<<<<

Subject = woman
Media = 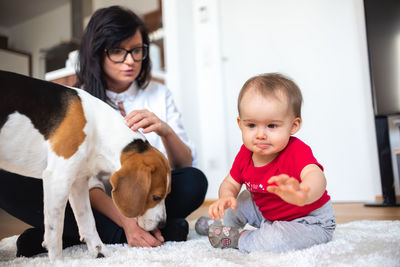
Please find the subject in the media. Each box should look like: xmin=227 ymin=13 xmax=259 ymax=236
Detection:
xmin=0 ymin=5 xmax=207 ymax=257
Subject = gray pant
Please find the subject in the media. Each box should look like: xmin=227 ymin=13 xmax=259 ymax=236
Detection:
xmin=224 ymin=190 xmax=336 ymax=253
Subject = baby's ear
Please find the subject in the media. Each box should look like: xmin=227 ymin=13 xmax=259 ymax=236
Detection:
xmin=237 ymin=117 xmax=242 ymax=129
xmin=290 ymin=117 xmax=302 ymax=134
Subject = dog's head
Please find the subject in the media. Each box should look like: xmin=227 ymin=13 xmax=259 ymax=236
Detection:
xmin=110 ymin=139 xmax=171 ymax=231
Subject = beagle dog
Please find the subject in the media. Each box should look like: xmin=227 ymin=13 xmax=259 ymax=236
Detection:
xmin=0 ymin=70 xmax=171 ymax=261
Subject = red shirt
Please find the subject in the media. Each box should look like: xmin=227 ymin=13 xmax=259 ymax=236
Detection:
xmin=230 ymin=137 xmax=330 ymax=221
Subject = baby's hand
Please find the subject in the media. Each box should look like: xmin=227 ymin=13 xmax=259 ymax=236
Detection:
xmin=267 ymin=174 xmax=310 ymax=206
xmin=208 ymin=197 xmax=237 ymax=220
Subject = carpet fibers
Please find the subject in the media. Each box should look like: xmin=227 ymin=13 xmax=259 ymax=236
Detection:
xmin=0 ymin=220 xmax=399 ymax=267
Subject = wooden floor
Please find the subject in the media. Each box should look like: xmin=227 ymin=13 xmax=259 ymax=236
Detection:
xmin=187 ymin=202 xmax=400 ymax=224
xmin=1 ymin=202 xmax=399 ymax=240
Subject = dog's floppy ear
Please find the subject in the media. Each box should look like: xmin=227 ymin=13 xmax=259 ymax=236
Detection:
xmin=160 ymin=150 xmax=172 ymax=195
xmin=110 ymin=163 xmax=151 ymax=218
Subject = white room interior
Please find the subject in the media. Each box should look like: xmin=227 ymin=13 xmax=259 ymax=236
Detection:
xmin=0 ymin=0 xmax=391 ymax=202
xmin=163 ymin=0 xmax=383 ymax=202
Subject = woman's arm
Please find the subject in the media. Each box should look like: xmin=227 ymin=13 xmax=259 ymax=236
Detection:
xmin=160 ymin=123 xmax=193 ymax=168
xmin=89 ymin=187 xmax=164 ymax=247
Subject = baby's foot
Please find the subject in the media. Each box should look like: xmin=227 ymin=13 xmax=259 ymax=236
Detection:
xmin=208 ymin=223 xmax=240 ymax=249
xmin=195 ymin=216 xmax=215 ymax=235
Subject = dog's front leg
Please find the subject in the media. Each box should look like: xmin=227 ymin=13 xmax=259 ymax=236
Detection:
xmin=42 ymin=169 xmax=71 ymax=261
xmin=69 ymin=177 xmax=108 ymax=258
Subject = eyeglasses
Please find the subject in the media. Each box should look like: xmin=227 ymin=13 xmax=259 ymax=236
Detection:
xmin=105 ymin=45 xmax=148 ymax=63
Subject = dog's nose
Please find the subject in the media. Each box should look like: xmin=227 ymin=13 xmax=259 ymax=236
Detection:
xmin=158 ymin=220 xmax=167 ymax=229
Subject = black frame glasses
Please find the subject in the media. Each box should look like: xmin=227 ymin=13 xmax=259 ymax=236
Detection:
xmin=105 ymin=45 xmax=148 ymax=63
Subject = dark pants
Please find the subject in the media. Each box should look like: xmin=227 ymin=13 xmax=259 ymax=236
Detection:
xmin=0 ymin=167 xmax=207 ymax=244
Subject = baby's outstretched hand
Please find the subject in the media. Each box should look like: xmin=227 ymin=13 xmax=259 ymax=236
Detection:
xmin=267 ymin=174 xmax=310 ymax=206
xmin=208 ymin=197 xmax=237 ymax=220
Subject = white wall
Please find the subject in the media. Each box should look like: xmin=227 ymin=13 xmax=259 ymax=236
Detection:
xmin=92 ymin=0 xmax=158 ymax=17
xmin=163 ymin=0 xmax=231 ymax=199
xmin=191 ymin=0 xmax=230 ymax=198
xmin=162 ymin=0 xmax=203 ymax=165
xmin=0 ymin=49 xmax=30 ymax=75
xmin=164 ymin=0 xmax=382 ymax=201
xmin=7 ymin=3 xmax=71 ymax=78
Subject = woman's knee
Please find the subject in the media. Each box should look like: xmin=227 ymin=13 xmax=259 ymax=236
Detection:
xmin=190 ymin=167 xmax=208 ymax=195
xmin=167 ymin=167 xmax=208 ymax=217
xmin=173 ymin=167 xmax=208 ymax=198
xmin=185 ymin=167 xmax=208 ymax=207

>>>>

__PROMPT__: Among the lines of the data, find every one that holds "white" and copy it.

__RESULT BELOW__:
Subject = white room interior
Subject = white wall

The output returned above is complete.